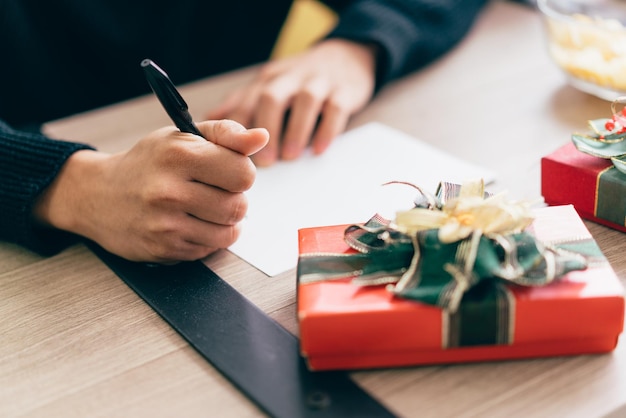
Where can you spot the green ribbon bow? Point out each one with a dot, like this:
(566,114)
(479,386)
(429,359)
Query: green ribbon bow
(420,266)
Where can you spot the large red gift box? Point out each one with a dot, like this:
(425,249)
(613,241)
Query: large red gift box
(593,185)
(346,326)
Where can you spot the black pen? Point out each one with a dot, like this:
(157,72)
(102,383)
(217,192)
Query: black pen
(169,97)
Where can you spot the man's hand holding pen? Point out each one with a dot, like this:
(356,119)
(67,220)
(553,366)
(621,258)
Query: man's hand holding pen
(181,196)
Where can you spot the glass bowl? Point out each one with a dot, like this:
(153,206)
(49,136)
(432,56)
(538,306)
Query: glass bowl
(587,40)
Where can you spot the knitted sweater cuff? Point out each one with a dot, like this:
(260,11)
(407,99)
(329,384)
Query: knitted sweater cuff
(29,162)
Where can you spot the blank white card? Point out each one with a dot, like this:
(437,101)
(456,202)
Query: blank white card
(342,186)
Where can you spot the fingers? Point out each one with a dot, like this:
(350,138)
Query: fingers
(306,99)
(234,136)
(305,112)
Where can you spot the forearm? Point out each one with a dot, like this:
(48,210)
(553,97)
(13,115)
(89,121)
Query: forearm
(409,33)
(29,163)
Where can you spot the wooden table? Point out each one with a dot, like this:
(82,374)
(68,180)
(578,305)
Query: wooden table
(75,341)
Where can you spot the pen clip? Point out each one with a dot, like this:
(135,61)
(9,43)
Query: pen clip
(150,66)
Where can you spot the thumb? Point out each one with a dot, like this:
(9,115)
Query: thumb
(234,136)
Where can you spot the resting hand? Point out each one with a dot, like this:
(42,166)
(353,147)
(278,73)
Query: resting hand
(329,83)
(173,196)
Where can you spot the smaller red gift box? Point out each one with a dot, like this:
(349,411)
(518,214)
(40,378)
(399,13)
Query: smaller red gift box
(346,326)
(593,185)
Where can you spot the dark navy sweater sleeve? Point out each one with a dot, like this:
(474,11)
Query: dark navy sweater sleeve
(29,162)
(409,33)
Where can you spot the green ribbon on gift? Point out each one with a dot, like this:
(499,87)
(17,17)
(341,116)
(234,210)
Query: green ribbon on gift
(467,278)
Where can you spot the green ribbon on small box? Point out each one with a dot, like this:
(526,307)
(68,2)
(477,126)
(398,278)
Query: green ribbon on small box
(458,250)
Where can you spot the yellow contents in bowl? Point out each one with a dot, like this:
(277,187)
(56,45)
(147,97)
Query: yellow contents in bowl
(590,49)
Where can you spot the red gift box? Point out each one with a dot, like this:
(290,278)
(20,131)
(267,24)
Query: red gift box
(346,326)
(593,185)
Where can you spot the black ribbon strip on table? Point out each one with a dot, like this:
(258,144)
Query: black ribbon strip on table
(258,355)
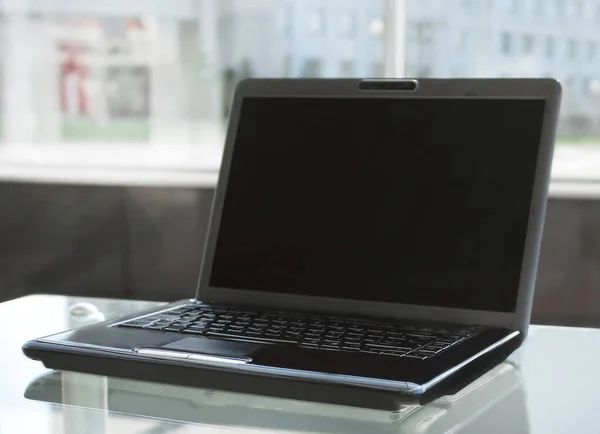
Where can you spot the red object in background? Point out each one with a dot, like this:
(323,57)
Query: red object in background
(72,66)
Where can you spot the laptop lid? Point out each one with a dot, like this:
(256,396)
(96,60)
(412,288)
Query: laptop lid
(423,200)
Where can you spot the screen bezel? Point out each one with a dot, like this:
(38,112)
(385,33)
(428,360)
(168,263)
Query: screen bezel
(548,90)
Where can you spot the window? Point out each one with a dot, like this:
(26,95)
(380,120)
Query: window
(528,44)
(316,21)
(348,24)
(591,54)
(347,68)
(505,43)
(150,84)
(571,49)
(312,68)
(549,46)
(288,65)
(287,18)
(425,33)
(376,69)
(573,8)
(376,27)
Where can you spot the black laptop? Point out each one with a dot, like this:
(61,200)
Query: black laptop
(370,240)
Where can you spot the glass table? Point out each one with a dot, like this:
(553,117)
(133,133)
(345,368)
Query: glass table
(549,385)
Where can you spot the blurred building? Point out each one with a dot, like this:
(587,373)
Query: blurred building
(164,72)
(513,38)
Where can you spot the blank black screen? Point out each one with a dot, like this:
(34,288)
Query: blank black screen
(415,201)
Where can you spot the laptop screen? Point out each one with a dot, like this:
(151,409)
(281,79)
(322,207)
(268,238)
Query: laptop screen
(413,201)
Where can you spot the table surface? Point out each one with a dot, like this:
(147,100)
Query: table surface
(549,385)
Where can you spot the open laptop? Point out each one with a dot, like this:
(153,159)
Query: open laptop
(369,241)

—————

**Given problem**: Reproduce the entire listing above word for word, leaving out the pictures.

**Exercise result**:
Where can you spot the green ribbon bow? Point out each one with a dot, like this:
(566,114)
(479,386)
(429,359)
Query: green ribbon bow
(420,266)
Where can you spot the large red gift box? Point out each one with a dot, like this:
(425,249)
(613,241)
Query: large red gift box
(593,185)
(346,326)
Where can you spot the black pen? Point out each one with a dot, like this:
(157,72)
(102,383)
(217,192)
Query: black pen
(169,97)
Where can you spot the man's hand holding pen? Point out each one with a dot, like this:
(356,119)
(67,220)
(553,366)
(621,258)
Query: man's hand holding pen
(181,196)
Where can you spot the glass bowl? Point out each one with a dot, like this:
(153,206)
(49,136)
(432,56)
(538,306)
Query: glass bowl
(587,40)
Where can you spot the knitted sweater cuff? Point out each one with a dot, like this:
(260,11)
(407,99)
(329,384)
Query: knitted sweater cuff
(29,162)
Where can you spot the blank white card? Point out each one with a dot, like this:
(437,101)
(456,202)
Query: blank white card
(342,186)
Where can you spot the fingers? Point out each one with a dot, like this:
(350,138)
Query: fingers
(306,99)
(234,136)
(305,112)
Where can you spot the forearm? Point out each one with a dot, like this:
(48,210)
(553,97)
(13,115)
(89,121)
Query: forearm
(409,33)
(29,163)
Where can you spot the wooden table? Point out each one with a dot, like this:
(82,374)
(68,180)
(578,305)
Query: wooden table
(75,341)
Where can you spot the pen clip? Point out each one with a dot, like this:
(135,61)
(9,43)
Query: pen clip
(150,66)
Where can you spot the thumb? Point out each one with a dot, like this:
(9,115)
Query: thumb
(234,136)
Where can you spot the resting hand? Point out each one with a dot, like this:
(42,166)
(353,147)
(278,73)
Query: resting hand
(329,83)
(173,196)
Where can you spot the smaller red gift box? Point out each one with a dot, like this:
(349,411)
(518,214)
(40,378)
(399,13)
Query: smaller red gift box
(346,326)
(593,185)
Where can you spot the dark navy sweater sleeve? Point out each one with a dot, like this:
(474,11)
Query: dark navy sweater sleeve
(29,162)
(409,33)
Where can you spot the green ribbon on gift? Point out each one with a dot, like this:
(499,87)
(17,17)
(341,116)
(234,210)
Query: green ribbon on gift
(467,278)
Where can you spot the green ribbon on small box? Point out each one with a dot, like this:
(526,307)
(68,2)
(477,126)
(398,278)
Query: green ribbon on small box
(458,250)
Where can you spot the yellow contents in bowl? Point out each one with a dot, like this:
(277,187)
(56,45)
(147,97)
Query: yellow contents in bowl
(590,49)
Where can you spot the red gift box? Point out each one with a dot, like this:
(290,278)
(20,131)
(267,24)
Query: red gift box
(346,326)
(593,185)
Where can you spot the black ribbon strip on table? Point out each one with a dot, like this:
(258,144)
Query: black ribbon strip on table
(258,355)
Where can you spot the red object in background? Point out each one with a dot, like this:
(323,57)
Query: red object in background
(72,66)
Where can you spot the laptop lid? Point out each one with a dot, like this:
(256,396)
(96,60)
(412,288)
Query: laptop lid
(423,200)
Where can you spot the screen bezel? Point out each one with a dot, like this:
(38,112)
(385,33)
(428,360)
(168,263)
Query: screen bezel
(548,90)
Where can you spot the window? Point out each one with a dot, like this:
(26,95)
(380,120)
Query: window
(528,44)
(316,21)
(348,24)
(591,54)
(347,68)
(505,43)
(150,84)
(571,49)
(312,68)
(549,46)
(288,65)
(287,18)
(425,33)
(376,69)
(573,8)
(376,27)
Where can you spot the black laptop? Point out each one with a dot, like this:
(61,200)
Query: black laptop
(370,240)
Where can you spot the glass table? Point out each one with a dot, like this:
(553,117)
(133,133)
(345,368)
Query: glass table
(549,385)
Where can you spot the blurred building? Point out each one with a dot, like this:
(587,373)
Query: blurred building
(164,72)
(513,38)
Where can you spot the blank black screen? Point out each one with a dot, like this:
(34,288)
Query: blank black screen
(415,201)
Where can you spot the laptop screen? Point out each one with a dot, like this:
(151,409)
(281,79)
(322,207)
(268,238)
Query: laptop screen
(413,201)
Where can you spot the table surface? Point out each one with a dot, like this:
(147,100)
Query: table surface
(549,385)
Where can you spot the open laptop? Point out each one with a dot, like this:
(153,159)
Query: open laptop
(369,241)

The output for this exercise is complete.